START DATASET RECORDS

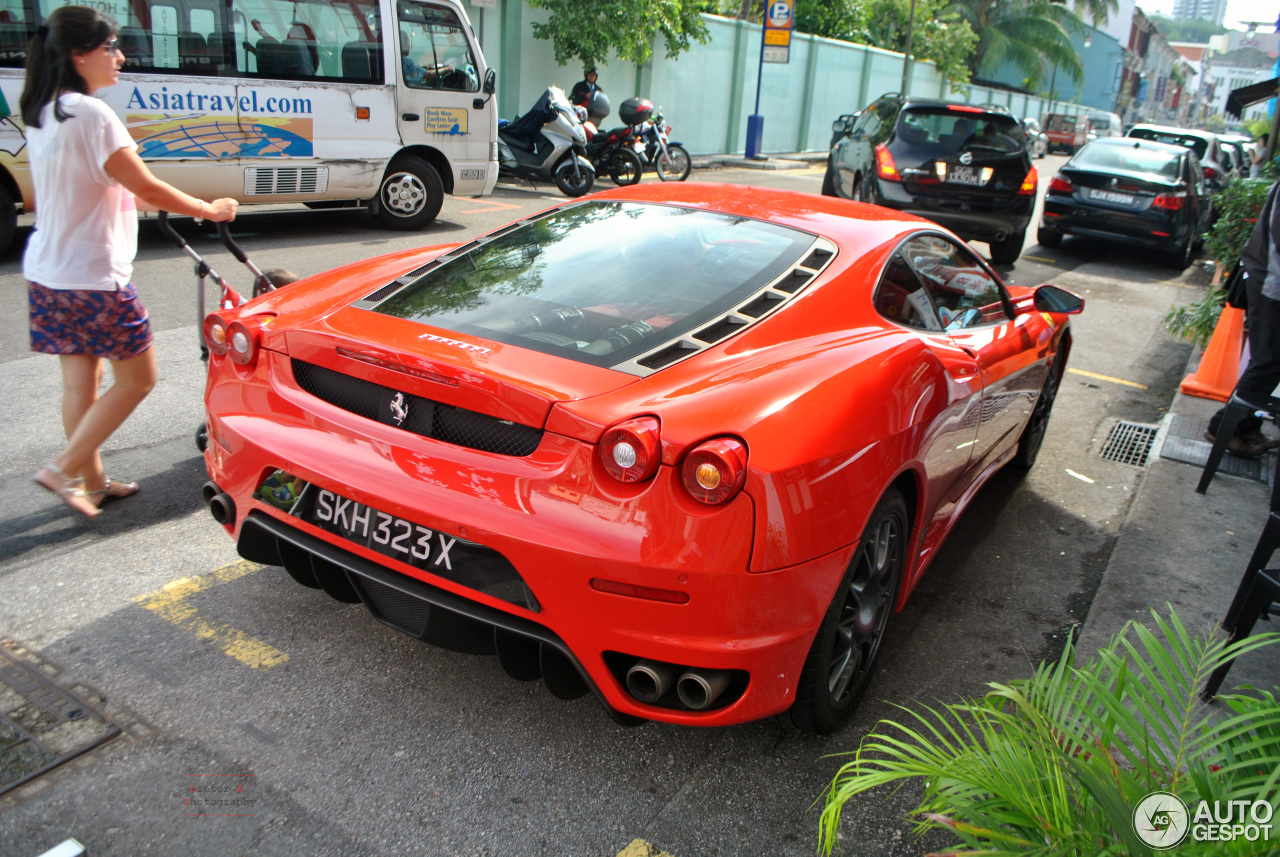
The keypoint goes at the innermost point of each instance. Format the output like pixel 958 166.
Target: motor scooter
pixel 548 142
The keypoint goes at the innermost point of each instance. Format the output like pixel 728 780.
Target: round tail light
pixel 630 450
pixel 215 333
pixel 242 342
pixel 716 470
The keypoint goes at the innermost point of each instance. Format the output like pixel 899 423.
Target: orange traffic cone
pixel 1220 365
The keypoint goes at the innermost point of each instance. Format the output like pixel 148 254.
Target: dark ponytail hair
pixel 51 54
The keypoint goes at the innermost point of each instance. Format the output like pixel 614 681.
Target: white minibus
pixel 327 102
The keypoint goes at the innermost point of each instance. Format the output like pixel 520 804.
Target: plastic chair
pixel 1233 413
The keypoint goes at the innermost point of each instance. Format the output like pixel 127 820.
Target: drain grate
pixel 1129 443
pixel 41 724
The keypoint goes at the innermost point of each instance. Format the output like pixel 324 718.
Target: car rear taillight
pixel 630 450
pixel 242 340
pixel 716 470
pixel 215 333
pixel 1170 201
pixel 1031 183
pixel 885 165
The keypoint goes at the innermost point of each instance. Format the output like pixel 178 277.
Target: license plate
pixel 1111 196
pixel 410 542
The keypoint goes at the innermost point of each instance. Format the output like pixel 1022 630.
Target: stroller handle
pixel 224 233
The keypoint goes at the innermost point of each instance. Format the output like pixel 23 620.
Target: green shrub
pixel 1237 207
pixel 1056 764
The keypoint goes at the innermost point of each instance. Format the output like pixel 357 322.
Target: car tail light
pixel 242 340
pixel 1031 183
pixel 885 165
pixel 630 450
pixel 215 333
pixel 716 470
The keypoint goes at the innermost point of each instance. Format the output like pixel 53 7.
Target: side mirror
pixel 1052 298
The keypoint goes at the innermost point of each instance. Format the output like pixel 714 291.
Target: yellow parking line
pixel 170 604
pixel 1107 377
pixel 641 848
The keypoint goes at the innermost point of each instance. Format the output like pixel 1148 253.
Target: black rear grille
pixel 425 417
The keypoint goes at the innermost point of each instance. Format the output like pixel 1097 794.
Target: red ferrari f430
pixel 682 447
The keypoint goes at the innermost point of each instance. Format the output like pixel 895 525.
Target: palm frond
pixel 1055 764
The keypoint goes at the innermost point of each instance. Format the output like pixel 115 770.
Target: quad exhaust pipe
pixel 696 688
pixel 220 504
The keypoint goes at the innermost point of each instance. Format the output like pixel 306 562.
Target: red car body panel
pixel 833 403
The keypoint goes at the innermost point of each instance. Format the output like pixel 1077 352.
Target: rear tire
pixel 676 165
pixel 570 184
pixel 1033 432
pixel 411 193
pixel 844 652
pixel 828 183
pixel 1048 237
pixel 625 168
pixel 1006 252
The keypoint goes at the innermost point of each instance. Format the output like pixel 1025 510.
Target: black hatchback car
pixel 1134 191
pixel 963 166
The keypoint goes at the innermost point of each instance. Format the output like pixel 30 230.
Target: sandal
pixel 51 479
pixel 113 490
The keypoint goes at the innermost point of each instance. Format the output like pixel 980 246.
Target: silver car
pixel 1037 141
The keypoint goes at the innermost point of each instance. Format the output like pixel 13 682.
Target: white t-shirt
pixel 86 223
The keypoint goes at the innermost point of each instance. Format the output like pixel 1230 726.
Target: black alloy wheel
pixel 1033 432
pixel 849 640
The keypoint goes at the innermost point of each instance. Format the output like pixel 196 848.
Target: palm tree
pixel 1033 35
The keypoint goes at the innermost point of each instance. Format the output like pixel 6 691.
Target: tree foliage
pixel 1055 765
pixel 590 31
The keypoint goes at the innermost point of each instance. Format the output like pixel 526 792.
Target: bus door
pixel 439 99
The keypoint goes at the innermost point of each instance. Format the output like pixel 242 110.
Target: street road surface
pixel 350 738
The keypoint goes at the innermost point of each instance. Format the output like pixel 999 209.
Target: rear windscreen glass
pixel 1187 141
pixel 1129 159
pixel 947 131
pixel 602 282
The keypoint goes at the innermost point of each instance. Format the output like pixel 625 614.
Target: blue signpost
pixel 775 47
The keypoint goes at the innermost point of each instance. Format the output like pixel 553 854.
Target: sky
pixel 1237 10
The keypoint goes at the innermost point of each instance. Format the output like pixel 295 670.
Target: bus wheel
pixel 411 193
pixel 8 220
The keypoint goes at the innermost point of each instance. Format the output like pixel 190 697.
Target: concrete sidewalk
pixel 1187 549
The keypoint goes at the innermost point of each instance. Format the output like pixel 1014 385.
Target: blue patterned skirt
pixel 85 321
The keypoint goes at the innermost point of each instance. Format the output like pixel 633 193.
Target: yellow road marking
pixel 170 604
pixel 641 848
pixel 489 205
pixel 1107 377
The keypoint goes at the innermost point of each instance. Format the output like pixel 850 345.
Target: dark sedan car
pixel 955 164
pixel 1133 191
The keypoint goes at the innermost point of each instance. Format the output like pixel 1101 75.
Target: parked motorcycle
pixel 671 160
pixel 612 152
pixel 548 142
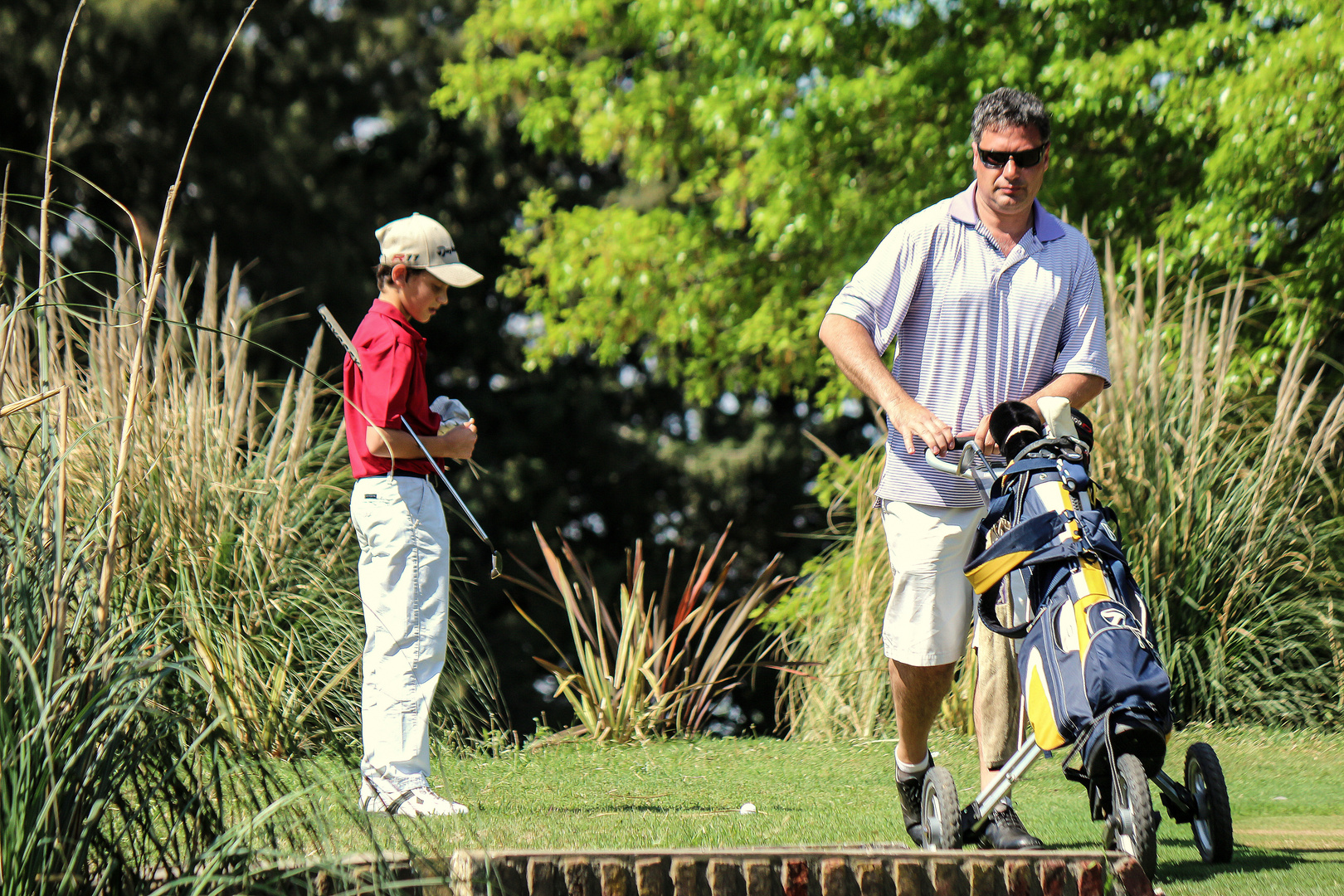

END DATASET RECORDS

• _JOB_
Print the items above exactly, from the start through the line containing "pixel 1056 764", inclusive, and leave the pictures out.

• _COMPLETE OUTPUT_
The keypoint goes at the innermost point of each instance. Format the output like pixel 958 166.
Target: motor scooter
pixel 548 142
The keypoint goes at the innermost point of each instance. Format the output like pixel 728 780.
Target: round tail light
pixel 630 450
pixel 215 333
pixel 242 342
pixel 716 470
The keypoint goes at the innermost point of each instance. Format the output like pixel 899 423.
Target: orange traffic cone
pixel 1220 365
The keypoint goes at the innermost point of each instance. Format the output like pixel 148 254.
Target: dark ponytail hair
pixel 51 54
The keypoint goes at the innermost point of each instance. Format the output like pixel 614 681.
Target: white minibus
pixel 327 102
The keypoint goes at the innermost point of each instance. Format the output like pixel 520 804.
Target: plastic chair
pixel 1233 413
The keypoint goes at the innermost point of each instance. Format the output like pixel 127 820.
Target: drain grate
pixel 1129 443
pixel 41 724
The keypoint goes at the innermost point of each instance. Format the output like pixel 324 718.
Target: car rear taillight
pixel 630 450
pixel 242 340
pixel 716 470
pixel 215 333
pixel 1170 201
pixel 1031 183
pixel 885 165
The keypoint goes at the innermost point of each instance. Format the output like pixel 178 277.
Target: license plate
pixel 1111 196
pixel 410 542
The keypoint goes at the innermost point of each instance. Format the output like pixel 1022 630.
Target: stroller handle
pixel 224 233
The keypoint goes at the innermost point of each instance. Format the output like pixel 23 620.
Target: green shrub
pixel 1237 207
pixel 1056 764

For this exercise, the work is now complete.